Segment Start: Text shown

The flame paths

The most critical part of an ‘Ex d’ flameproof enclosure is the flame path. In order to understand what a flame path is and how it works…

The most critical part of an ‘Ex d’ flameproof enclosure is the flame path. In order to understand what a flame path is and how it works we need to review briefly the principle on which is based the security of the ‘Ex d’ (flame proof) method of protection. This is the oldest method of protection that exists, the first used and still one of the safest because it is based on a very simple technology and, therefore, hardly fallible.

This method, designed for protection in systems where may be an explosive atmosphere in form of gas, is based on the assumption that it’s impossible to prevent a gas to penetrate everywhere. No gasket will ever be able to prevent the entry of a gas in an enclosure. Therefore, if an explosive atmosphere penetrates into an enclosure producing a trigger, for example a spark between two electrical contacts, the explosion occurs, but it remains confined within the enclosure and does not allow the spread of flame to the surrounding atmosphere, thus causing a devastating explosion.

Segment End: Text shown
Segment Start: Provided records

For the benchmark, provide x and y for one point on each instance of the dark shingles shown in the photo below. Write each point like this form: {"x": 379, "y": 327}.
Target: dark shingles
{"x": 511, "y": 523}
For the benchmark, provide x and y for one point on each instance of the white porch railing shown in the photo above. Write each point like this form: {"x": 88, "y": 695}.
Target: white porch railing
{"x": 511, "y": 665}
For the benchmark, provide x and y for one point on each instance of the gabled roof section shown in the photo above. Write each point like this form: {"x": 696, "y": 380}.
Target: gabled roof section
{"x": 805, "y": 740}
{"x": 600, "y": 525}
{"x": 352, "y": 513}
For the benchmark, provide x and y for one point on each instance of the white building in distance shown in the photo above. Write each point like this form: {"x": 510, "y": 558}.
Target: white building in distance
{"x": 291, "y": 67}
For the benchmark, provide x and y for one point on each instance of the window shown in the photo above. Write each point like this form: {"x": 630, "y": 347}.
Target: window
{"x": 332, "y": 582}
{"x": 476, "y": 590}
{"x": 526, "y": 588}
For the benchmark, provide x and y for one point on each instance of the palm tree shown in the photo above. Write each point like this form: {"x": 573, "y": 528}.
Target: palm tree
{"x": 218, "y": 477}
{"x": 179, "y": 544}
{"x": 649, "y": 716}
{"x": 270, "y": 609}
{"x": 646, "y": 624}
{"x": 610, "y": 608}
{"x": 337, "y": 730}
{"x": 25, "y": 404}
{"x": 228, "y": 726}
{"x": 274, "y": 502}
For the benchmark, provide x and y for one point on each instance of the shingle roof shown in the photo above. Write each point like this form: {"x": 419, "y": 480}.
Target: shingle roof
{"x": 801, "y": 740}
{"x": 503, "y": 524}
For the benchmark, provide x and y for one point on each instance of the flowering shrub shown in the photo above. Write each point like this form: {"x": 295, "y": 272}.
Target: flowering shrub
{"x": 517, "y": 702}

Segment End: Provided records

* _Work request_
In the text on flame paths above, copy word for word the stretch from "The flame paths" to "therefore, hardly fallible.".

* _Exercise response_
The flame paths

The most critical part of an ‘Ex d’ flameproof enclosure is the flame path. In order to understand what a flame path is and how it works…

The most critical part of an ‘Ex d’ flameproof enclosure is the flame path. In order to understand what a flame path is and how it works we need to review briefly the principle on which is based the security of the ‘Ex d’ (flame proof) method of protection. This is the oldest method of protection that exists, the first used and still one of the safest because it is based on a very simple technology and, therefore, hardly fallible.